** Exercise material **
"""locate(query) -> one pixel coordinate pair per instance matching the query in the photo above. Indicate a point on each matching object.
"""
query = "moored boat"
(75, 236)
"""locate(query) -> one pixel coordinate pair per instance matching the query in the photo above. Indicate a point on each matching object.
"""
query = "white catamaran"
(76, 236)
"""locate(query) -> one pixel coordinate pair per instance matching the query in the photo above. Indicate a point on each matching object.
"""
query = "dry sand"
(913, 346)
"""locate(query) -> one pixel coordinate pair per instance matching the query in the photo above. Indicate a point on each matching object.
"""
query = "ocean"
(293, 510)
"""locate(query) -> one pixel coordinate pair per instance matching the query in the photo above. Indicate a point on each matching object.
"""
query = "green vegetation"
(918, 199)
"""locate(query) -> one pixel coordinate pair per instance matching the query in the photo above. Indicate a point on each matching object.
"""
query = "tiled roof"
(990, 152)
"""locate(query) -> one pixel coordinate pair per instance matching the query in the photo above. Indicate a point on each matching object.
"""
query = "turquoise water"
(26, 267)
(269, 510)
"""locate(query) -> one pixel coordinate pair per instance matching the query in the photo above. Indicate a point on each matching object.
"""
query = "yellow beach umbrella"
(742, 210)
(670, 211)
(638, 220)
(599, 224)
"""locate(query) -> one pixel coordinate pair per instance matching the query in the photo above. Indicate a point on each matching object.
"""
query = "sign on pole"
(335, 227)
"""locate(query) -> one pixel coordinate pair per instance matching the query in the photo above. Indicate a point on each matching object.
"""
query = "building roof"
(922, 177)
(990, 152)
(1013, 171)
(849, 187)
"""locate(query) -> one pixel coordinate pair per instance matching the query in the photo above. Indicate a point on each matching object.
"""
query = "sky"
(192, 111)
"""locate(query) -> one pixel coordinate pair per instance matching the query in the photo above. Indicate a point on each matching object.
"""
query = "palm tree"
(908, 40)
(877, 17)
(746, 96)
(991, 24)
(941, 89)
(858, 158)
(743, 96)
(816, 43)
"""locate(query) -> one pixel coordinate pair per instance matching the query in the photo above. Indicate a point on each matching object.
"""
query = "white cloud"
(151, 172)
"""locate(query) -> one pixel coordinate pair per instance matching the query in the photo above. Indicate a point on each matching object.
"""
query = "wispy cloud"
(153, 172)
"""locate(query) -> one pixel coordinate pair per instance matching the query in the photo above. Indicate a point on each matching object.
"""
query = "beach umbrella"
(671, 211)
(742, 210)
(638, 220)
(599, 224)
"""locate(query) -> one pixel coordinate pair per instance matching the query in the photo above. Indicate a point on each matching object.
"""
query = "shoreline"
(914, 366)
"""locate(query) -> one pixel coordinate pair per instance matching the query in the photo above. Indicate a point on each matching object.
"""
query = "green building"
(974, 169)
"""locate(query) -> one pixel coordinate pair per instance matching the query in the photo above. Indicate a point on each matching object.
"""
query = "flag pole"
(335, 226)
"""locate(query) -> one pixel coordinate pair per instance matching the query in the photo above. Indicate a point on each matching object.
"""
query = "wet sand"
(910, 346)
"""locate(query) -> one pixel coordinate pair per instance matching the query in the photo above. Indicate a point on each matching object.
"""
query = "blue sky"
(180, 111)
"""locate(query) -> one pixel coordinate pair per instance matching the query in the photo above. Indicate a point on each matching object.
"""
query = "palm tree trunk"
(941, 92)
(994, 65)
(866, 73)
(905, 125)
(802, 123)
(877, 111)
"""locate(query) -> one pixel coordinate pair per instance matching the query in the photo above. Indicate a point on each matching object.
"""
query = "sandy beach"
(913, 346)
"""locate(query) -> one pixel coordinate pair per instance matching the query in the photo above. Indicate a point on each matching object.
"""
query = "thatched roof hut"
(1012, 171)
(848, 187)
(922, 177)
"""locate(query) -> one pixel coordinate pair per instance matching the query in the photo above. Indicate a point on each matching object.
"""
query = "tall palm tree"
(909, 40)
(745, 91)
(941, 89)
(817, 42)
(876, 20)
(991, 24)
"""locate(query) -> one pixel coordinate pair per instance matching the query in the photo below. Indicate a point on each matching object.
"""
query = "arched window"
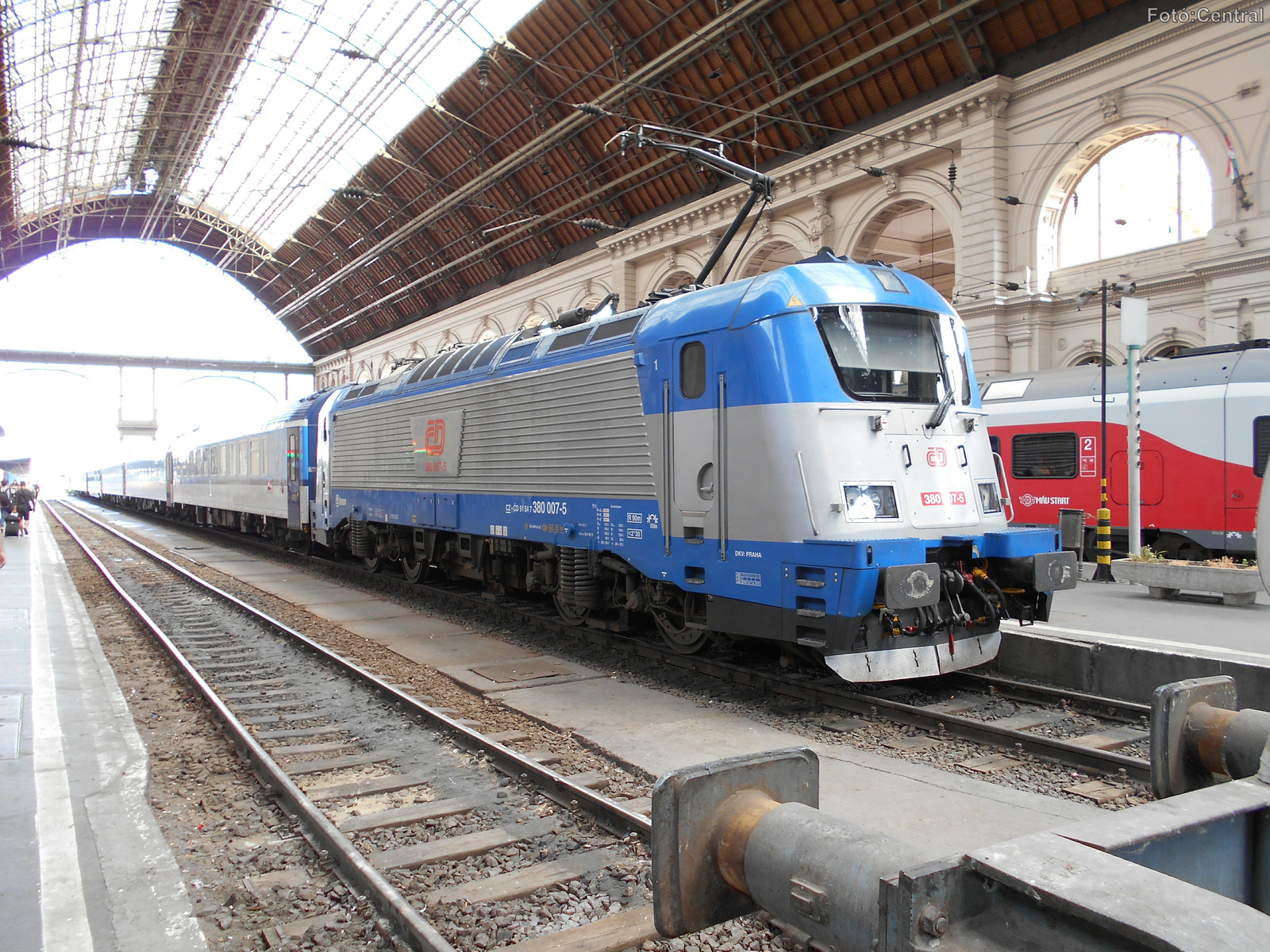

** Task description **
Output the listing above exactly as it stands; no picture should appear.

** Worked solution **
"""locate(query) -> one pixel coordinate pair per instance matching the query in the photo above. Indicate a point on each matching object.
"""
query = "moored boat"
(75, 236)
"""locate(query) -> one pixel coordinate pair per instance matching the query in the photo above. Indicate a point on each matching object.
"""
query = "white catamaran"
(76, 236)
"""locate(query) -> one pixel coordinate pair per instance matching the query in the photo above. Indicate a point on each matching object.
"""
query = "dry sand"
(913, 346)
"""locate(query) -> one pixel coordinate pair per instance matching the query in the photo above. Indicate a point on each matching object.
"""
query = "ocean"
(293, 510)
"""locate(query) -> one pixel coordinate pair per instance matching the query in the photo above. Indicate a point on each matching object.
"""
query = "green vegetation"
(918, 199)
"""locate(query) -> one pixel coordinate pair per instance matching the query in the photo above. Indicate a point on each matching object.
"""
query = "tiled roof"
(990, 152)
"""locate(query) -> one pixel coordinate pair per instance matching the query in the photo above. Indicate a point on each matching object.
"""
query = "turquoise water"
(26, 267)
(269, 510)
"""locate(query) -> one pixel coordinate pair per instance matching the query in the photo above. Indicate a point on each matching object.
"""
query = "yellow beach umbrella"
(742, 210)
(670, 211)
(638, 220)
(599, 224)
"""locate(query) -> one pixel coordinate pair per instance matching the query in the photo above. Indicate a point on each matching object.
"""
query = "sign on pole"
(335, 227)
"""locate(query) -> one pixel coordinate pair per instance matching the query in the photo above. Indicate a point on each matching object.
"""
query = "building roof"
(922, 177)
(990, 152)
(1013, 171)
(849, 187)
"""locate(query) -> one pixel coordinate pair per instance matching the query in the photo above. Indicate a point on each matching object.
"""
query = "sky"
(192, 111)
"""locate(query) -> one pixel coordinate pair per instance matching the query in the photo above. Indicate a point on each matching object.
"""
query = "palm tree"
(908, 40)
(877, 17)
(746, 96)
(991, 24)
(941, 89)
(858, 158)
(743, 96)
(816, 43)
"""locate(query) -> one pixel coordinate pair per instance matching the query in the photo above. Indicate a point on each matching object.
"""
query = "white cloud"
(151, 172)
"""locate(query) -> one pixel coordinate pair per instance matching the query in the photo above. Indicate a point on each matching object.
"""
query = "wispy cloud"
(153, 172)
"""locate(query) -> one pixel coordinate pair per instance matching the query in the photo above. Indicate a point on each matching object.
"""
query = "beach umbrella"
(671, 211)
(742, 210)
(638, 220)
(599, 224)
"""locate(query) -> one pixel coordinate pair per instance matching the query in the photo above. Indicate a point on each matching object.
"""
query = "shoreline"
(914, 366)
"""locate(query) -> one pixel coordinate pair per instance matching the query in the photo above. Indicate a point on each matching object.
"""
query = "green building"
(974, 169)
"""locate(query) -> one pixel coordinate pair per instance matching the query in the photo above. Indicate a point on each matching object.
"""
query = "flag pole"
(335, 226)
"""locate(query) -> one pixel coordinate pair per instance matching the query in the photo above. Indicate a point on each matching object.
"""
query = "wet sand"
(910, 346)
"""locate(query) -> one pixel coordinate pair per instance matching the query in the photo above. Indicate a point on each matching object.
"""
query = "blue sky"
(180, 111)
"""locate(query) -> one pixel coordinate pair per instance matching the query in the photo above. Indicate a point on each matching object.
"""
query = "palm tree trunk"
(941, 92)
(994, 65)
(866, 73)
(905, 125)
(802, 123)
(877, 111)
"""locate(query) -> one pixel coordinate pair per instance matching the query in the photo above. Indicate a point on each matching object.
"""
query = "sandy beach"
(913, 346)
"""locate(query) -> one pixel coordinate pair per instance matching the query in the photo above. Indicate a point on each matching object.
"""
query = "thatched roof hut"
(1012, 171)
(848, 187)
(922, 177)
"""locate(query) -> one pixel coordinate pair per instance matching the query in the photo above. Indicate a point on each matching object.
"""
query = "tall palm tree"
(909, 40)
(745, 91)
(941, 89)
(817, 42)
(876, 20)
(991, 24)
"""locate(query) -> one pixel coordinate pair per instance matching the query in the photo below. Indicate a point on each matching object.
"""
query = "arched window"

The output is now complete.